Point localization data:
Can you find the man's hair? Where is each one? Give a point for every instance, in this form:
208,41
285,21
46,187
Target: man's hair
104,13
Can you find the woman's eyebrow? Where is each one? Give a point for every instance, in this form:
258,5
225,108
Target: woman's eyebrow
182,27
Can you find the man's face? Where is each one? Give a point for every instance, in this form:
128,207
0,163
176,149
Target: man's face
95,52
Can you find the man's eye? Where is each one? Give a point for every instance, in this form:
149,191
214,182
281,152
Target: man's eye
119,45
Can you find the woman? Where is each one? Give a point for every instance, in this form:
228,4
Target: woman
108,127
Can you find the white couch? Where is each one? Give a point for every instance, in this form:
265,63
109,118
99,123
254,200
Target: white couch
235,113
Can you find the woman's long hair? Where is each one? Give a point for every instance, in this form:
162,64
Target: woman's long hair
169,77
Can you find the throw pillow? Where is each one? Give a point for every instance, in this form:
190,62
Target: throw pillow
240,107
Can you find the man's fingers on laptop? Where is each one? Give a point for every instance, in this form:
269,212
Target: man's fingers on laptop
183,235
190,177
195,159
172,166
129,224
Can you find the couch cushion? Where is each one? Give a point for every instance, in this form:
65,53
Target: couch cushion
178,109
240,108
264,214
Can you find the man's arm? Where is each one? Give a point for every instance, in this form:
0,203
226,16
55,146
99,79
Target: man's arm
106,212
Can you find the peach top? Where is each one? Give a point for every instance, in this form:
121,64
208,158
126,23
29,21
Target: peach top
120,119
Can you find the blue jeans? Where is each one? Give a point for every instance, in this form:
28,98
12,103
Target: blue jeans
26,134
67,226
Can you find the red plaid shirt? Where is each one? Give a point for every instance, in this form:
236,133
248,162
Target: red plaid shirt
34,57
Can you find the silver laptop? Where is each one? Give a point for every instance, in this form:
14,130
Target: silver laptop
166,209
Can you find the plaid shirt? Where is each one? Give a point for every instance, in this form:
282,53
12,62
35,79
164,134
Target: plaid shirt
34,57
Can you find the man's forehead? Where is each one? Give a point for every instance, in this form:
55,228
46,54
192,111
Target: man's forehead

● PROBLEM REQUIREMENTS
For the entries above, state how many lines contain the word "forehead". Provide the number by itself.

● EXERCISE RESULT
2